— BEGIN PAGE EXTRACT —
# Bujinkan Interactive Koto Ryu Kyusho Vital Points Chart!



## Brian R. VanCise (May 18, 2007)

Take a look and see what you think.

[yt]R96rWOoXU-U&mode=user&search[/yt]


----------



## Shicomm (May 18, 2007)

WOW 

That is some serious work on graphics! 
Very nice work.

Be sure to check the stills from this clip also  right here


----------



## DavidCC (May 18, 2007)

There is a simlar tool available at learn.kyusho.com

3-d models, ineractive, "peelable" so you can strip away various layers of anatomy.  Also includes vido lecture and techniques/drills.

I love technology applications to MA


----------



## Bigshadow (May 18, 2007)

That was cool!    I really liked the music!  I wish I knew who that was.


----------



## Brian R. VanCise (May 18, 2007)

This Shidoshi is: Trevor Robinson and he is a 6th Dan in the Bujinkan according to his myspace page: http://profile.myspace.com/index.cfm?fuseaction=user.viewprofile&friendID=168905180


----------



## bencole (May 18, 2007)

Thanks for posting that, Brian.

It is important to remember that not everyone's "kyusho" will be located in the same place. This is why Soke has admonished us to forget the charts and learn to "make our own kyusho" on our opponent. :mst: 

-ben


----------



## Brian R. VanCise (May 18, 2007)
— END PAGE EXTRACT —
[GIVEN EXERCISE]
Answer these questions about the kyusho chart thread:
1. Which site does DavidCC name as having a similar tool?
2. What Bujinkan rank does Brian R. VanCise give for Trevor Robinson?
3. According to bencole, what has Soke admonished them to do?
Rely only on the thread when answering.
— BEGIN RAW RECORDS —
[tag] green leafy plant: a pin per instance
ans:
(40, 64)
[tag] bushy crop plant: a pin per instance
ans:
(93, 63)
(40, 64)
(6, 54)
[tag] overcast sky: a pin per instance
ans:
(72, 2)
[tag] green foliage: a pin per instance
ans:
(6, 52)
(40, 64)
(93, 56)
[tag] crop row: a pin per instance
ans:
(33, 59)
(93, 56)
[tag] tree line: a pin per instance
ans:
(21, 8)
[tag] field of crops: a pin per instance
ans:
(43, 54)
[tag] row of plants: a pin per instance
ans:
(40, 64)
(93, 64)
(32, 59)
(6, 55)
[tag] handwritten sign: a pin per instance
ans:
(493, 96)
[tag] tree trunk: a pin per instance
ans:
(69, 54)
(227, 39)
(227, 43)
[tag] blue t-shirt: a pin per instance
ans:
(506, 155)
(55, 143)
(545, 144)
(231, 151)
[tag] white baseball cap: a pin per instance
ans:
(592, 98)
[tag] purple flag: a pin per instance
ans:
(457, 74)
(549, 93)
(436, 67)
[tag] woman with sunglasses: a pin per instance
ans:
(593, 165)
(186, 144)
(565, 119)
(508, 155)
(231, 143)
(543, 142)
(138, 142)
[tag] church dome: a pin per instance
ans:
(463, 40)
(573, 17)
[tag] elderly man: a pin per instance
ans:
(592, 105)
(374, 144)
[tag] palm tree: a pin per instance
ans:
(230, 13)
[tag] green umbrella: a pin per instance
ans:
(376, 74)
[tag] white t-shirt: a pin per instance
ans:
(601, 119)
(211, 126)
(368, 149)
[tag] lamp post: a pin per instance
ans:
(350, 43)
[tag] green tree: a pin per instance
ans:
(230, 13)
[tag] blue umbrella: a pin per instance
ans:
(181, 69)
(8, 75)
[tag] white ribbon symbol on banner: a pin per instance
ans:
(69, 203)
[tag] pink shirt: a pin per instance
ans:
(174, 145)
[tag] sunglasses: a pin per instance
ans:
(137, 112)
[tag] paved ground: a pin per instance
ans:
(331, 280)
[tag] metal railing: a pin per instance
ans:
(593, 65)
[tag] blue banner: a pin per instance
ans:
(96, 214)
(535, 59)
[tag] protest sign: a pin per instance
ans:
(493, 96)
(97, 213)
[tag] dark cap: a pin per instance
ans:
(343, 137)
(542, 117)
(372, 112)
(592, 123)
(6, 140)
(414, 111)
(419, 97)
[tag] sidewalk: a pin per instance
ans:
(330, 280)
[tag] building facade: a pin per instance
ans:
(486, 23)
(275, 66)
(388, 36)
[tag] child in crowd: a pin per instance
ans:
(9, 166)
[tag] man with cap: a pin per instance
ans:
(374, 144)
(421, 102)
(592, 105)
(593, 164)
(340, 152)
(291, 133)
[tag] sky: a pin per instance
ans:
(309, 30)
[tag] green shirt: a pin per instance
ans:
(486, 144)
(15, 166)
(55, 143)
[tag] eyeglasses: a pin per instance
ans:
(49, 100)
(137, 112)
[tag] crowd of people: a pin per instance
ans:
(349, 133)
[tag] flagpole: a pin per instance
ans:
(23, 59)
— END RAW RECORDS —
— BEGIN RAW RECORDS —
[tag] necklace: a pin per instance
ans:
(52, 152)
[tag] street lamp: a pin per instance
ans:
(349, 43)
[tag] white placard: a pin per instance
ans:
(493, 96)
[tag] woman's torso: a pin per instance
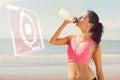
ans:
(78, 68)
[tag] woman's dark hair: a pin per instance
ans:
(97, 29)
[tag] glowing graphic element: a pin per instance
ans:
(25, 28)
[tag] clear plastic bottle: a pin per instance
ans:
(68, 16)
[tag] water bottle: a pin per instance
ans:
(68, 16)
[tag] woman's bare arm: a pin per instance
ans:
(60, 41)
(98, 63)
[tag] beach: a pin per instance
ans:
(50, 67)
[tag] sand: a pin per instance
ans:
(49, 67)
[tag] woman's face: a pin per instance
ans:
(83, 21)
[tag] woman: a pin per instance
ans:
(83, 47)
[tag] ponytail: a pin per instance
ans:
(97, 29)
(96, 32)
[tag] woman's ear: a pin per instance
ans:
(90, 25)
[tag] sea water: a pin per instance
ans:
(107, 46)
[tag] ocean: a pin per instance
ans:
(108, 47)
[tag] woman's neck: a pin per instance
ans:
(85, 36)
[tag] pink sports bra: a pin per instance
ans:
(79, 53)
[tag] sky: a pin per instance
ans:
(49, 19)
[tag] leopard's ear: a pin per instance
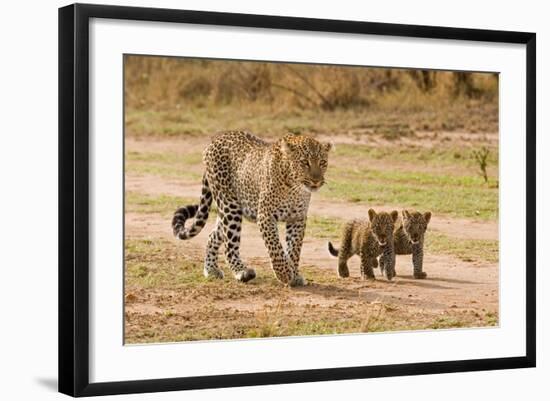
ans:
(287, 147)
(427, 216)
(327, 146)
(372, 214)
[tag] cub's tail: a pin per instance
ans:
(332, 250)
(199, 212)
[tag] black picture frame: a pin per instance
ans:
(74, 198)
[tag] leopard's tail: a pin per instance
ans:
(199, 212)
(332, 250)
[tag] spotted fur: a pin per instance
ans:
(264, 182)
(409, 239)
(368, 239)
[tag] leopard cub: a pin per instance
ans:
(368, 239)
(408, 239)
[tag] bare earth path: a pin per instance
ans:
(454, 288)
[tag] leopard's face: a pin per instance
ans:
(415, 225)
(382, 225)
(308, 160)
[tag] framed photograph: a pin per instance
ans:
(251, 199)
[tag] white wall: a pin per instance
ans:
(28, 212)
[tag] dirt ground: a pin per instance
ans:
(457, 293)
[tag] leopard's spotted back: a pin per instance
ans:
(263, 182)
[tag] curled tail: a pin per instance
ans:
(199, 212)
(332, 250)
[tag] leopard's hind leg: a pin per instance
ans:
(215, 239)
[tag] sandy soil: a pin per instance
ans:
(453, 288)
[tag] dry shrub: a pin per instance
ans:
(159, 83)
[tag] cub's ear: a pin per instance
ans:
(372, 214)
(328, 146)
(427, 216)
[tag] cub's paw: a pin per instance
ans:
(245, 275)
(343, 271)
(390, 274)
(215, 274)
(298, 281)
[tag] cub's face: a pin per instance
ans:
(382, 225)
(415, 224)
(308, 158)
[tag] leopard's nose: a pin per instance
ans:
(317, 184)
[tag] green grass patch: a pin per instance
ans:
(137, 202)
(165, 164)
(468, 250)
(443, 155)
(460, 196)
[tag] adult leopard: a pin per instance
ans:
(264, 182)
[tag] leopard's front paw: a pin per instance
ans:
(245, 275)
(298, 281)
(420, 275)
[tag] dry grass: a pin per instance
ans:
— END RAW RECORDS —
— BEGIN RAW RECORDS —
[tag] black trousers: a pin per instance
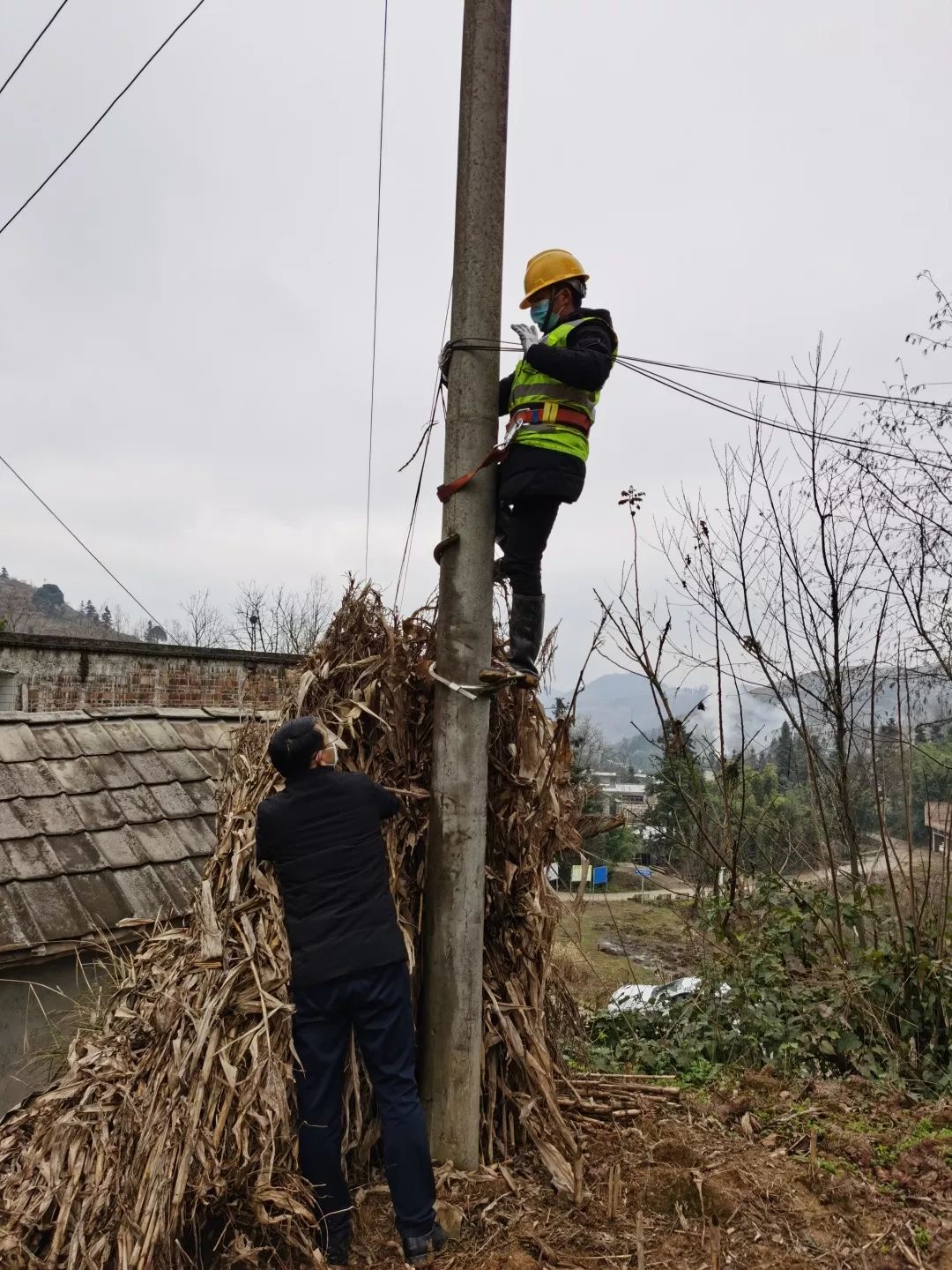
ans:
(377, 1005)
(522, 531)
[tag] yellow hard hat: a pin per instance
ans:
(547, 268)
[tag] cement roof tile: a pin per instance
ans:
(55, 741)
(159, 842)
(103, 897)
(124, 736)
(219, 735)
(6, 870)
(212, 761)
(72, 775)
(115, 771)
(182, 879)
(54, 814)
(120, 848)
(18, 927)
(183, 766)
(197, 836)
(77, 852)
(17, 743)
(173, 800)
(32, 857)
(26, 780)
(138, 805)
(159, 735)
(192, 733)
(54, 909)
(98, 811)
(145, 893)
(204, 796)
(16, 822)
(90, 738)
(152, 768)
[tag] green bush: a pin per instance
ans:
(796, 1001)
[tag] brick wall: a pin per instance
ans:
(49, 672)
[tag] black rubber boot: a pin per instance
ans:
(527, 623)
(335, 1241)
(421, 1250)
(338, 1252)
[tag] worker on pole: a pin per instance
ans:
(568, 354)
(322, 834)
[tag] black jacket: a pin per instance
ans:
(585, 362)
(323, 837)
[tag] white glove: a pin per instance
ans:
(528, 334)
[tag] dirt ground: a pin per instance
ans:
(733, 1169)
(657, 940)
— END RAW RECORDS —
[OUTPUT OF THE EXERCISE]
1. learn.kyusho.com
2. 6th Dan
3. To forget the charts and learn to "make our own kyusho" on the opponent.